Return a verbatim reproduction of each line, starting at the line with "of the standing" and ending at the last line of the listing below.

◇ ◇ ◇ ◇ ◇

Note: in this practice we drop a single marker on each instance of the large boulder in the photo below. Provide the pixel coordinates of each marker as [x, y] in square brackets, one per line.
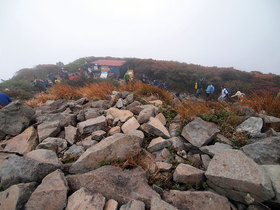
[188, 174]
[64, 119]
[118, 146]
[91, 125]
[84, 199]
[252, 125]
[17, 169]
[16, 196]
[55, 144]
[50, 194]
[24, 142]
[214, 149]
[233, 174]
[200, 200]
[48, 129]
[119, 115]
[199, 133]
[115, 183]
[155, 127]
[15, 117]
[273, 172]
[266, 151]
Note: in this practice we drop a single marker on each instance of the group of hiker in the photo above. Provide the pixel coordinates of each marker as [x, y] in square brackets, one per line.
[225, 92]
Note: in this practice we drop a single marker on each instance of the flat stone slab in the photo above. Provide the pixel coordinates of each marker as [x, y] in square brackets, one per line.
[91, 125]
[214, 149]
[199, 133]
[227, 175]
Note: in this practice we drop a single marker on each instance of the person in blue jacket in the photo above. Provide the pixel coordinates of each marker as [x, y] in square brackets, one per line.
[4, 99]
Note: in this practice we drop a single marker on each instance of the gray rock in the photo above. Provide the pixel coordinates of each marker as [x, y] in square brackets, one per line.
[188, 174]
[227, 175]
[91, 125]
[15, 117]
[199, 133]
[71, 134]
[124, 185]
[252, 125]
[123, 146]
[98, 135]
[16, 196]
[158, 204]
[133, 205]
[48, 129]
[266, 151]
[84, 199]
[74, 151]
[214, 149]
[63, 118]
[156, 128]
[274, 173]
[200, 200]
[55, 144]
[158, 144]
[24, 142]
[50, 194]
[23, 169]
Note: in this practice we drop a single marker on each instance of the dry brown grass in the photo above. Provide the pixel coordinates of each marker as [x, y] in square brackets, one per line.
[97, 90]
[140, 89]
[263, 100]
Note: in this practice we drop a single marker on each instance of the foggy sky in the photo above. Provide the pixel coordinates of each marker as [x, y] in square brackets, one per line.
[244, 34]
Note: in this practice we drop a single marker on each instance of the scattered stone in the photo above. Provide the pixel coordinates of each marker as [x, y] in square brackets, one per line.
[199, 133]
[196, 200]
[17, 170]
[123, 146]
[44, 156]
[224, 140]
[158, 204]
[24, 142]
[124, 185]
[214, 149]
[98, 135]
[205, 161]
[156, 128]
[161, 118]
[55, 144]
[91, 125]
[74, 151]
[227, 175]
[131, 124]
[119, 115]
[133, 205]
[84, 199]
[71, 134]
[162, 166]
[15, 117]
[16, 196]
[48, 129]
[119, 103]
[274, 174]
[188, 174]
[50, 194]
[158, 144]
[252, 125]
[111, 204]
[114, 130]
[265, 151]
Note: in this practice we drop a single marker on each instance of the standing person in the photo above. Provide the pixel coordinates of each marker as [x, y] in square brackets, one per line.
[224, 94]
[4, 99]
[209, 90]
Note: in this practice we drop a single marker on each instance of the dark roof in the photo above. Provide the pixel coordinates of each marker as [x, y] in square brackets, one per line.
[109, 62]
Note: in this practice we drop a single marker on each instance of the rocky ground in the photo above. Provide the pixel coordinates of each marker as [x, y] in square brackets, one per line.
[121, 154]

◇ ◇ ◇ ◇ ◇

> **TASK RESULT**:
Note: in this practice we drop a single marker on each instance of the standing person in the photo above. Provide the pixel coordinates of each marker as [x, y] in square brackets, one per line.
[224, 94]
[4, 99]
[209, 90]
Note: in this practice we drop a single marker on each instance of the dark roof in the photo above. Provide the pixel coordinates of each marker as [x, y] in square brackets, one per line.
[109, 62]
Note: in this practice we drop a single marker on each instance of the rocky ground in the photo above. Provide the pixel coordinates of each marker as [x, y] in square brackets, one per line.
[121, 154]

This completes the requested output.